### WORK INSTRUCTION
May I have, exactly as written, the line containing "woman's face, one line per instance" and every line after it through the end of the listing below, and nothing else?

** DATASET ENTRIES follows **

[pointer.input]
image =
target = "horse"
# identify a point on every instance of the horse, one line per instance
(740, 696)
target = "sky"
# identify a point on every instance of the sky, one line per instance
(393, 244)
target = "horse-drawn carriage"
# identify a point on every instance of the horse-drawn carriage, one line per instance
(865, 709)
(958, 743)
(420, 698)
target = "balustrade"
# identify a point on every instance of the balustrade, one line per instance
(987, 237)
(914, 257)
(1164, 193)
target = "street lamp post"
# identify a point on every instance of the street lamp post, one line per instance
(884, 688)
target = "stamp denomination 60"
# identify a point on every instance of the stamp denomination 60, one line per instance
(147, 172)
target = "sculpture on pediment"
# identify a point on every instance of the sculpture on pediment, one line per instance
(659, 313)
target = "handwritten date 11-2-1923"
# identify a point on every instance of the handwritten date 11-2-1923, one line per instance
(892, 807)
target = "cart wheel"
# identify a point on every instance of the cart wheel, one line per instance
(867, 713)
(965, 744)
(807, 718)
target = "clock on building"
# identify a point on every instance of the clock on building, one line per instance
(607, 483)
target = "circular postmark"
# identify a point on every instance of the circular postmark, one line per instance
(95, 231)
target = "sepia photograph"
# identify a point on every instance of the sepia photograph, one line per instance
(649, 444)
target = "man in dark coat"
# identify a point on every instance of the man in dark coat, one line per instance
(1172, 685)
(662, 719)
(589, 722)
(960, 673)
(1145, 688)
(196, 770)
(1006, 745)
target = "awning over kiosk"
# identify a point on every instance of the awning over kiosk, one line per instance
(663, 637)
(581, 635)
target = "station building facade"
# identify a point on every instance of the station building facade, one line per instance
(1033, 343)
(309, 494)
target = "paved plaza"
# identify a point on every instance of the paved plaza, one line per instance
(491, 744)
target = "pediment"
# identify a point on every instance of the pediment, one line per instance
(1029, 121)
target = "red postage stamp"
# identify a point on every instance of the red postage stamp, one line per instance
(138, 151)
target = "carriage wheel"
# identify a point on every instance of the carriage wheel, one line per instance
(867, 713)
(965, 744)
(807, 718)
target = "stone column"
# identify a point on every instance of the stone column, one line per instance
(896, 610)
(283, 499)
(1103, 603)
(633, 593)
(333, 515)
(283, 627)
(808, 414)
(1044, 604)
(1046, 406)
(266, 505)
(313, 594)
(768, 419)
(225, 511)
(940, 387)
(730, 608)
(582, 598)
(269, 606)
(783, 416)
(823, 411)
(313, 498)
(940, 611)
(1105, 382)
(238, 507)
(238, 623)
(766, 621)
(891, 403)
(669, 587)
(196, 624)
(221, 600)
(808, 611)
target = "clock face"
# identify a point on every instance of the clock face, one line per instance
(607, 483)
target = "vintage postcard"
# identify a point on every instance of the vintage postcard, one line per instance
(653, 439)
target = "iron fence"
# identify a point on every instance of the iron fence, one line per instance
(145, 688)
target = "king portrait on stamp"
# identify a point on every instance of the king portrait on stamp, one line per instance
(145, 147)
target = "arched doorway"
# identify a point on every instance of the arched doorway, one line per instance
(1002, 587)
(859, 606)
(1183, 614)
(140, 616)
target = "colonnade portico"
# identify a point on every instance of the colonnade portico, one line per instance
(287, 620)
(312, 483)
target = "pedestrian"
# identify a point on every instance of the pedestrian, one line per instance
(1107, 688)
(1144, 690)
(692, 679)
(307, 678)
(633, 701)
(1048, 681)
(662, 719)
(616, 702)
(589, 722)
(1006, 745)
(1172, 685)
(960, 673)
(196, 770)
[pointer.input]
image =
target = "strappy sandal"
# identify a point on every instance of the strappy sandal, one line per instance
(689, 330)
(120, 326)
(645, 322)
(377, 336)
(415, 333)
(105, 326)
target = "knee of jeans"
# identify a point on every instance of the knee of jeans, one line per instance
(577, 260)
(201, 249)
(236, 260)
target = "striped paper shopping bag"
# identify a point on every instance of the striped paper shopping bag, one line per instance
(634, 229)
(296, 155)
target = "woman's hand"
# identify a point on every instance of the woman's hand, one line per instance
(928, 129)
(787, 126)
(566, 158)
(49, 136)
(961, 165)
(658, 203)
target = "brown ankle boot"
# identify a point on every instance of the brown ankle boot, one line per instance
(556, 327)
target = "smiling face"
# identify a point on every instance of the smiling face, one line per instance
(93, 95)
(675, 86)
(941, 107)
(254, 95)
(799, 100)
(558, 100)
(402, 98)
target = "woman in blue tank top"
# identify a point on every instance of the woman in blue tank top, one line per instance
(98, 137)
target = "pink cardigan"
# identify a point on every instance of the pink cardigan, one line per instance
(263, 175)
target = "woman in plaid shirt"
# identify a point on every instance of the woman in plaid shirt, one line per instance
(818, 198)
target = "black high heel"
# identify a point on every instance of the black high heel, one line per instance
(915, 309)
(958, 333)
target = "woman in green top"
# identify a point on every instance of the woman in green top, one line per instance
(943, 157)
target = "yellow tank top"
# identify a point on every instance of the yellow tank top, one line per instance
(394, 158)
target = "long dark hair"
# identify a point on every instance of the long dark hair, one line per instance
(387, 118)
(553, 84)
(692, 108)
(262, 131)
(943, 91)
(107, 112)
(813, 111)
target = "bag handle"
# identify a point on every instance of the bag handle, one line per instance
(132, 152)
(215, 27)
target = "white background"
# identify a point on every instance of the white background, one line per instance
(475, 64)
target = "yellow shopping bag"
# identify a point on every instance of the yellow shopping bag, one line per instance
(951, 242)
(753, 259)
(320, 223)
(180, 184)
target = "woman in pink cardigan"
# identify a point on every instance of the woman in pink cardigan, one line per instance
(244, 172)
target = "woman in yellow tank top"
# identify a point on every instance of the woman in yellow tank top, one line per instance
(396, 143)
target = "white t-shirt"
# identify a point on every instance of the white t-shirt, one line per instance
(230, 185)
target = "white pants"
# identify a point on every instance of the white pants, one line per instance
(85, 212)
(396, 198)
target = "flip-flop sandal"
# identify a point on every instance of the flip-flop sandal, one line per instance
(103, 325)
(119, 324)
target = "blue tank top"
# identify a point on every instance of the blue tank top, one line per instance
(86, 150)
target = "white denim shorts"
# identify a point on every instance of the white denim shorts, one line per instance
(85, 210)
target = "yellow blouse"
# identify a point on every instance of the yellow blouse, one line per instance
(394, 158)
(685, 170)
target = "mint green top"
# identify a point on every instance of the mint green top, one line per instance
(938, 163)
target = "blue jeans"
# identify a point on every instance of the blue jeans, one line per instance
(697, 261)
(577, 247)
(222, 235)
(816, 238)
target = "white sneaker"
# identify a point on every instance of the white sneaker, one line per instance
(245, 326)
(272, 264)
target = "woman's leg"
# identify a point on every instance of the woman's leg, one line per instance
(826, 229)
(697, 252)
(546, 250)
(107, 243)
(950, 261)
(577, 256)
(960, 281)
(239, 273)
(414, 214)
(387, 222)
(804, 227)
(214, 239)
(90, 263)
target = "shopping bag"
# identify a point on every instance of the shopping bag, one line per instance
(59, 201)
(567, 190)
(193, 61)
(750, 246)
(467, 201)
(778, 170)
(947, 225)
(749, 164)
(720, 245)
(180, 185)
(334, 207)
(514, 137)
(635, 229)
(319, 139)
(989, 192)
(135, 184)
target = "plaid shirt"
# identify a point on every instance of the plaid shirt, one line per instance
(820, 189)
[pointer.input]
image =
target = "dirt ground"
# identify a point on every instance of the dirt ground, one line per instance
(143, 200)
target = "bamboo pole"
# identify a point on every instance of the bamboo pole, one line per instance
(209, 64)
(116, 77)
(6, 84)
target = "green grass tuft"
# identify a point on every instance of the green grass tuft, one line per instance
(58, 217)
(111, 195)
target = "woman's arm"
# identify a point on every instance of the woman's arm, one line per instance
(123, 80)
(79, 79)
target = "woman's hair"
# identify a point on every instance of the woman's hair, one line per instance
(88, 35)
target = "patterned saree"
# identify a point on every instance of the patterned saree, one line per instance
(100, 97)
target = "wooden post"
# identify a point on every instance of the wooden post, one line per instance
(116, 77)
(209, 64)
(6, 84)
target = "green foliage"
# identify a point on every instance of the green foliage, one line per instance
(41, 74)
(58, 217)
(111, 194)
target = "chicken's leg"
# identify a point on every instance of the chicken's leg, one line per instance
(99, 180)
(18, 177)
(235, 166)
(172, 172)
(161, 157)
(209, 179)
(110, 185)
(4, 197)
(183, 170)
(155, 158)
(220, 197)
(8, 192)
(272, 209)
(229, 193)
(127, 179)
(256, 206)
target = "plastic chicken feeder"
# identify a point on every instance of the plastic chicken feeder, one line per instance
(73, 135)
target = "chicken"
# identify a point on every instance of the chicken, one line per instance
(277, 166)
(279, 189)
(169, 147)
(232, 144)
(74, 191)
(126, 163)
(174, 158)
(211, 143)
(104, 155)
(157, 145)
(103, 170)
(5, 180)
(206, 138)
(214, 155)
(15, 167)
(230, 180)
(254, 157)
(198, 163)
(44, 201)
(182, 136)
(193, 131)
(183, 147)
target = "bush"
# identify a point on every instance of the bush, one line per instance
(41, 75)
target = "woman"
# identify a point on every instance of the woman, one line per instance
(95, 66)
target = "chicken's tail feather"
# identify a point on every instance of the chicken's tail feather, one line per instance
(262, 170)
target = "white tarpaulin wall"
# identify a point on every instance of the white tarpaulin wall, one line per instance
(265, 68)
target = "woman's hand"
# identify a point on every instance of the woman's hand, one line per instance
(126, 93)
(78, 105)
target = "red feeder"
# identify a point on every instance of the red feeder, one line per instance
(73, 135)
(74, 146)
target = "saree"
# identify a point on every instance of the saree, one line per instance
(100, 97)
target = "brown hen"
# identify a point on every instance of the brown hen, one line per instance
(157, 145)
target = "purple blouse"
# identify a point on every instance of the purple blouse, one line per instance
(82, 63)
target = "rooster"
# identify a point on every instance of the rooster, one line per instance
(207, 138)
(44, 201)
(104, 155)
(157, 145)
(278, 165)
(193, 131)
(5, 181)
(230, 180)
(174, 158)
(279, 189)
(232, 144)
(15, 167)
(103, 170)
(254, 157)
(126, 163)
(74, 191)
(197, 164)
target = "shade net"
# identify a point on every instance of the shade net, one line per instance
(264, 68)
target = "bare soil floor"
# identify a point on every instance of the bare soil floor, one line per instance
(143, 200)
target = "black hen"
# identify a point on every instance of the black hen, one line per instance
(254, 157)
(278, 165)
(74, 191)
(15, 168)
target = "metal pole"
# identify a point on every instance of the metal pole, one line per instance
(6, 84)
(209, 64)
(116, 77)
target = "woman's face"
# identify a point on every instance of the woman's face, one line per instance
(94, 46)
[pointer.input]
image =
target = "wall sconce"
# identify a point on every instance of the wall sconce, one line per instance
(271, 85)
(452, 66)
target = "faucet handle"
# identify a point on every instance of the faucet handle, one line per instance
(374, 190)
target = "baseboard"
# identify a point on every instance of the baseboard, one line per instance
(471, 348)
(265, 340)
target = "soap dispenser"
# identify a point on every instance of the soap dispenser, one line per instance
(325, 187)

** End of DATASET ENTRIES **

### EXERCISE SOLUTION
# identify a point on every instance of the woman's face, one line per instance
(94, 46)
[pointer.input]
image =
target = "wall sconce"
# identify a point on every instance of the wall sconce, one line per instance
(271, 85)
(452, 66)
target = "faucet handle"
# identify a point on every instance of the faucet handle, one line per instance
(374, 190)
target = "baseboard"
# identify a point on every instance of the baseboard, one line per instance
(471, 348)
(265, 340)
target = "soap dispenser"
# identify a point on every instance of the soap dispenser, one line per instance
(325, 187)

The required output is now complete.